*** Text segment

Anti-Fabrication Discipline

Each chapter was authored under explicit anti-fabrication rules. Numbers cited:

  • Hardware constants (warp = 32 threads, H100 = 132 SMs, 80 GB HBM3, ~3 TB/s HBM3 BW, ~989 TFLOPS BF16 dense): unhedged.
  • Algorithm complexities (ring all-reduce bandwidth, FlashAttention HBM access, GPipe bubble): derived in the text.
  • Approximate / illustrative numbers (per-layer perf factors, hit rates, speedups in real systems): explicitly hedged with "~" or "approximate" or "verify with vendor docs."
  • Research-stage techniques (multi-token prediction, diffusion LMs, FP4 production deployments): flagged as such.

Layered Pedagogy

Every chapter follows the same shape:

  1. Why the topic exists-what problem it solves.
  2. Mental model-the right way to think about it.
  3. Mechanism-how it actually works, step by step.
  4. Math-derivations, not assertions.
  5. Numbers-concrete worked examples with specific hardware/model/shape choices.
  6. Diagrams-ASCII where they clarify.
  7. Code-for engineering chapters, runnable kernels and pseudocode.

******

Task list:
• a. List every hardware constant that the text on chapter authoring rules gives as unhedged.
• b. In the text on chapter authoring rules, transcribe the part that begins with the words containing "Anti-Fabrication Discipline" and ends with "flagged as such.".
Rely on the text alone for your answers.

*** Supplied material

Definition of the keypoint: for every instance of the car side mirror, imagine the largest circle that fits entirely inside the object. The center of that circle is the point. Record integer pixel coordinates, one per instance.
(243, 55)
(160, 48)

******

Solutions in order:
• a.
- warp = 32 threads
- H100 = 132 SMs
- 80 GB HBM3
- ~3 TB/s HBM3 BW
- ~989 TFLOPS BF16 dense

• b.
Anti-Fabrication Discipline

Each chapter was authored under explicit anti-fabrication rules. Numbers cited:

  • Hardware constants (warp = 32 threads, H100 = 132 SMs, 80 GB HBM3, ~3 TB/s HBM3 BW, ~989 TFLOPS BF16 dense): unhedged.
  • Algorithm complexities (ring all-reduce bandwidth, FlashAttention HBM access, GPipe bubble): derived in the text.
  • Approximate / illustrative numbers (per-layer perf factors, hit rates, speedups in real systems): explicitly hedged with "~" or "approximate" or "verify with vendor docs."
  • Research-stage techniques (multi-token prediction, diffusion LMs, FP4 production deployments): flagged as such.